▶ **Task item**
With no line left out, restate the data word for word.

▶ **Excerpted data**
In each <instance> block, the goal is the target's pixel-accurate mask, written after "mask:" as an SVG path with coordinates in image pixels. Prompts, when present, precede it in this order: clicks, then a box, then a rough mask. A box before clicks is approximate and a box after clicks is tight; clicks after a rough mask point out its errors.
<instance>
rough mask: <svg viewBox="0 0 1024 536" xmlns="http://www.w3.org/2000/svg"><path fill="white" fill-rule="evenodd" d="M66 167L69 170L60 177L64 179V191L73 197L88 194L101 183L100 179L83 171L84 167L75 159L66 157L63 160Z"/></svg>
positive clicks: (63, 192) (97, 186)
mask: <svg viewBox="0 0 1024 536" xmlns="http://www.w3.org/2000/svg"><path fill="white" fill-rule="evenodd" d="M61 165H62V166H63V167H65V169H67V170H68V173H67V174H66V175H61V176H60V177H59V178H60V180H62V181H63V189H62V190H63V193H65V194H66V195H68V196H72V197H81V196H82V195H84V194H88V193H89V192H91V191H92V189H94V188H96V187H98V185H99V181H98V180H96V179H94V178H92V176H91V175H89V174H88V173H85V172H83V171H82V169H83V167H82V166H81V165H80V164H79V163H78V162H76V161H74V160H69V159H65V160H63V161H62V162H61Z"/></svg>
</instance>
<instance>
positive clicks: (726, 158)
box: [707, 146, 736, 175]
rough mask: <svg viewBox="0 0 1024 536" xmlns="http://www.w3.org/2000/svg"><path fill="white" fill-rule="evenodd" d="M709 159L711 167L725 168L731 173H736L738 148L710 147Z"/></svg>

▶ **Solution below**
In each <instance> block, the goal is the target's pixel-accurate mask, written after "mask:" as an SVG path with coordinates in image pixels. Prompts, when present, precede it in this order: clicks, then a box, then a rough mask. A box before clicks is approximate and a box after clicks is tight; clicks after a rough mask point out its errors.
<instance>
rough mask: <svg viewBox="0 0 1024 536" xmlns="http://www.w3.org/2000/svg"><path fill="white" fill-rule="evenodd" d="M66 167L69 170L60 177L64 179V191L73 197L88 194L101 183L100 179L83 171L84 167L75 159L66 157L63 160Z"/></svg>
positive clicks: (63, 192) (97, 186)
mask: <svg viewBox="0 0 1024 536" xmlns="http://www.w3.org/2000/svg"><path fill="white" fill-rule="evenodd" d="M61 165H62V166H63V167H65V169H67V170H68V173H67V174H66V175H61V176H60V177H59V178H60V180H62V181H63V189H62V190H63V193H65V194H66V195H68V196H72V197H81V196H82V195H84V194H88V193H89V192H91V191H92V189H94V188H96V187H98V185H99V181H98V180H96V179H94V178H92V176H91V175H89V174H88V173H85V172H83V171H82V169H83V167H82V166H81V165H80V164H79V163H78V162H76V161H74V160H69V159H65V160H63V161H62V162H61Z"/></svg>
</instance>
<instance>
positive clicks: (726, 158)
box: [707, 146, 736, 175]
rough mask: <svg viewBox="0 0 1024 536" xmlns="http://www.w3.org/2000/svg"><path fill="white" fill-rule="evenodd" d="M709 159L711 167L725 168L731 173H736L738 148L710 147Z"/></svg>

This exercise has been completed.